Tujuan 1 = Menurut teks halaman, kepada siapa hak prerogatif melekat secara langsung?
··· Teks Halaman
Awalnya saya sering salah tulis menjadi hak perogratif :)
Hak prerogatif preseiden adalah hak yang melekat langsung
hanya kepada presiden baik dalam kapasitas sebagai kepala Negara maupun kepala
pemerintahan. Hak tersebut bersifat mutlak dan tidak dapat dimonopoli oleh
Presiden. Pada saat mengeksekusi hak tersebut, Presiden tidak boleh diganggu
dengan cara apapun. Meskipun dalam praktiknya, selalu saja ada berbagai upaya
untuk mempengaruhi presiden dalam mengambil keputusan terkait hak
prerogratifnya.
Dalam konteks Negara demokrasi tidak boleh ada pengambilan
keputusan yang sama sekali nihil dari ruang diskursus public. Demikian pula
halnya dengan pelaksanaan hak prerogratif presiden. Masukan dan diskusi public
terkait pemilihan anggota cabinet dan Jaksa Agung, misalnya tentulah
dimungkinkan.
······
··· Data Mentah
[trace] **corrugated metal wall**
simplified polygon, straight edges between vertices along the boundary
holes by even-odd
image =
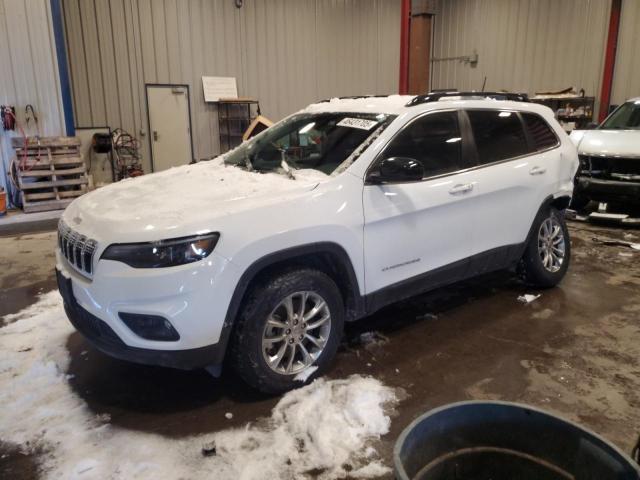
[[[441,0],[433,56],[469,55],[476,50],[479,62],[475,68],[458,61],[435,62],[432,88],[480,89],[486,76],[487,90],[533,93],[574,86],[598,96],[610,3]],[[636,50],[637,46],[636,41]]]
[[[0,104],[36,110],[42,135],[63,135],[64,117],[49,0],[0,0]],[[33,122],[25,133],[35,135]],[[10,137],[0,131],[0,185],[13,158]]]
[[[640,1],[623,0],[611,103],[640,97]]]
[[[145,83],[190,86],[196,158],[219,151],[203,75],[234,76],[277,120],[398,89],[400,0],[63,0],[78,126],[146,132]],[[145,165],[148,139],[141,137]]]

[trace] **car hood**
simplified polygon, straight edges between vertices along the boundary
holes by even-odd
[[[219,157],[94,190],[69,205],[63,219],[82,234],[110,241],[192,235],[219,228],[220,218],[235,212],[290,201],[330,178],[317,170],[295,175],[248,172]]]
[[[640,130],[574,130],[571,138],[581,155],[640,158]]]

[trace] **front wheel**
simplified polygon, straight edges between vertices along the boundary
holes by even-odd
······
Tujuan 2 = Salin tanpa perubahan baris-baris entri mulai dari baris yang memuat "[trace] **front wheel**" sampai baris terakhir entri, dan sertakan kedua baris ujungnya.

Jawaban Latihan 1 = Hak prerogatif melekat langsung hanya kepada presiden, baik sebagai kepala negara maupun kepala pemerintahan.

Jawaban Latihan 2 =
[trace] **front wheel**
simplified polygon, straight edges between vertices along the boundary
holes by even-odd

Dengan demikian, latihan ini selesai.